◆ TEXT ◆

----

It’s not a game over, I got extra life/ I was born again, in a pure white light/ Hooray!“ skandiert Argos bald in seinem typisch lakonischen Sprech“gesang“ dazu mit einer augenzwinkernd Selbstverständlichkeit, als wäre er nie weggewesen.
Und es stimmt schon: Trotz einiger deutscher Vokabel hat der Wahlberliner eine gewisse Entwicklungsresistenz eben auch effektiv als Tugend stilisiert, während seine Band sich mit postpunkiger Energie in die Sache stürzt, schon im dazugehörigen Opener Hooray! überschwänglich mit dängelnden Gitarren und treibenden Rhythmus ins Geschehen einsteigt, sogar Bläser an Bord hat – womit Art Brut unmittelbar die gelöste Unverkrampftheit und locker aus den Ärmeln geschüttelte Motivation von Wham! Bang! Pow! Let’s Rock Out! etablieren, anhand derer man knapp eineinhalb Dekaden nach den Heydays des Indierockrevivals endlich wieder unbeschwerten, gewissermaßen auch anachronistischen Spaß am freilich wohlbekannten Art Brut-MO haben kann.

----

◆ DATENSATZ ◆
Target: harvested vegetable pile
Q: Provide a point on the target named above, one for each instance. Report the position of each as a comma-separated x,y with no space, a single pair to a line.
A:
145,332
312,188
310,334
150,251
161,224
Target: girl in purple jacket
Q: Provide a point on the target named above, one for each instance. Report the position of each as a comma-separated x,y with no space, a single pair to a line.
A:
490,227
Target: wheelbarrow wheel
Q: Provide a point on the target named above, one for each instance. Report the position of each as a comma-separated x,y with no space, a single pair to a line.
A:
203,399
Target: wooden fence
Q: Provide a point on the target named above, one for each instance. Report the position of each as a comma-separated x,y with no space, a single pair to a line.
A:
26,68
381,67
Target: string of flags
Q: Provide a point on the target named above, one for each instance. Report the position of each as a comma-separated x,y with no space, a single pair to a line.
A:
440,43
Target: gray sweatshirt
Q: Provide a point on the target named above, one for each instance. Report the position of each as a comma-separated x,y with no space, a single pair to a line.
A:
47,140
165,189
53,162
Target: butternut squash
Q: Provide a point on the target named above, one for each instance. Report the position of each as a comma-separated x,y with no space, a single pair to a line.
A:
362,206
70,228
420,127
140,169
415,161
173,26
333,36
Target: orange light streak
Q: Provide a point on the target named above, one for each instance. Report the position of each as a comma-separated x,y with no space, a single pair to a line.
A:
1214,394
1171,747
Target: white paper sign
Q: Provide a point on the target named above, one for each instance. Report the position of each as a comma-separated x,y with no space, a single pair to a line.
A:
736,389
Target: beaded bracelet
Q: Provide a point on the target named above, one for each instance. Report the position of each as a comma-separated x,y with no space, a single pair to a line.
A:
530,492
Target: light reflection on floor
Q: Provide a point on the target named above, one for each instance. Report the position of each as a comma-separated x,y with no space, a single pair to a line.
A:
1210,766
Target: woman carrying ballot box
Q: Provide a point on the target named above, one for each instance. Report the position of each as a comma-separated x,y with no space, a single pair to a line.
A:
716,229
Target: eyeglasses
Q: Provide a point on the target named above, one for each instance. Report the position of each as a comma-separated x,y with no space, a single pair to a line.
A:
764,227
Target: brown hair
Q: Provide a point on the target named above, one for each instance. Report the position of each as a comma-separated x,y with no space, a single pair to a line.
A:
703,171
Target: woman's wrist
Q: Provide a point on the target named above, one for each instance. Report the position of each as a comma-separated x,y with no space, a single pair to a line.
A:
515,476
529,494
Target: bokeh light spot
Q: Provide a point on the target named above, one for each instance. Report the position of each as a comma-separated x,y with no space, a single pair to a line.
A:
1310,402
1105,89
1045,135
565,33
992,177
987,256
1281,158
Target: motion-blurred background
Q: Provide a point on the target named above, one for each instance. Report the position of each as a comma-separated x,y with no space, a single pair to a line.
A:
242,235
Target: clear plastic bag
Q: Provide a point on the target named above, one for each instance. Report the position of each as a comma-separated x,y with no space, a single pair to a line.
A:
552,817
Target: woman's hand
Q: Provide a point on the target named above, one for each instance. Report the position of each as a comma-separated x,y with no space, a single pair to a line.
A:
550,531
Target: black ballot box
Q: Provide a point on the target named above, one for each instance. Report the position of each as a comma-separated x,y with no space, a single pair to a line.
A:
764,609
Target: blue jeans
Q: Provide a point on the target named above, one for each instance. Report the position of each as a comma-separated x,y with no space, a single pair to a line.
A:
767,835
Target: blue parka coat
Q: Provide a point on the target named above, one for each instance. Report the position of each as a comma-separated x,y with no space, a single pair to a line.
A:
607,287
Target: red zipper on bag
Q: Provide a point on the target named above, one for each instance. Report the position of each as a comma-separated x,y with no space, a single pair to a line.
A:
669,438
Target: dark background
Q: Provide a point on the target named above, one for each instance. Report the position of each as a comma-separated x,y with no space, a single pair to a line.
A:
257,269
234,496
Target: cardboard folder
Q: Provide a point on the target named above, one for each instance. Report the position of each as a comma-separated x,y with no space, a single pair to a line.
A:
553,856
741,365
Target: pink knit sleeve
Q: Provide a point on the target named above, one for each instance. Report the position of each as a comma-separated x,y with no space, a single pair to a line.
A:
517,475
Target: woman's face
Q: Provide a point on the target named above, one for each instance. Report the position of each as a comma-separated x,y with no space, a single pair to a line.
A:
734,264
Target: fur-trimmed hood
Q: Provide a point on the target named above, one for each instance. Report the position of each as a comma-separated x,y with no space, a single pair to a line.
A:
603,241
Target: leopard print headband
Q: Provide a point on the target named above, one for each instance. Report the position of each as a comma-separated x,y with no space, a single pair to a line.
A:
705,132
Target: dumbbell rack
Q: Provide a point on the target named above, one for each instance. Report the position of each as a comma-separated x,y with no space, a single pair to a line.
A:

----

◆ AUFGABEN ◆
#1 Mit welchem Opener steigt die Band im Text über Art Brut ins Geschehen ein?
#2 Schreib den Text über Art Brut bitte im gleichen Ton weiter, anschließend an seinen letzten Satz.

◆ ANTWORTEN JE AUFGABE ◆
#1 Mit „Hooray!“.

#2
In dieser erstaunlich frisch aufgewärmten Vertrautheit vom Kleinen auf das Ganze schließen zu dürfen, darf symptomatisch für das gesamte Auftreten der Platte ohnedies gleich das eröffnende Doppel herangezogen werden. In der folgenden, entwaffnend flotten Lieblichkeit I Hope You’re Very Happy Together versucht Argos die bittersüße Note der schmissigen Britpop-Nummer dann mit herrlich gemeiner Kante sogar ein wenig melodischer tändelnd umzusetzen, wiederholt den betont smarten Refrain aber derart oft, bis sich jedes Lächeln erschöpft hat: „I hope you’re very happy together/ And if you’re not, that’s even better„.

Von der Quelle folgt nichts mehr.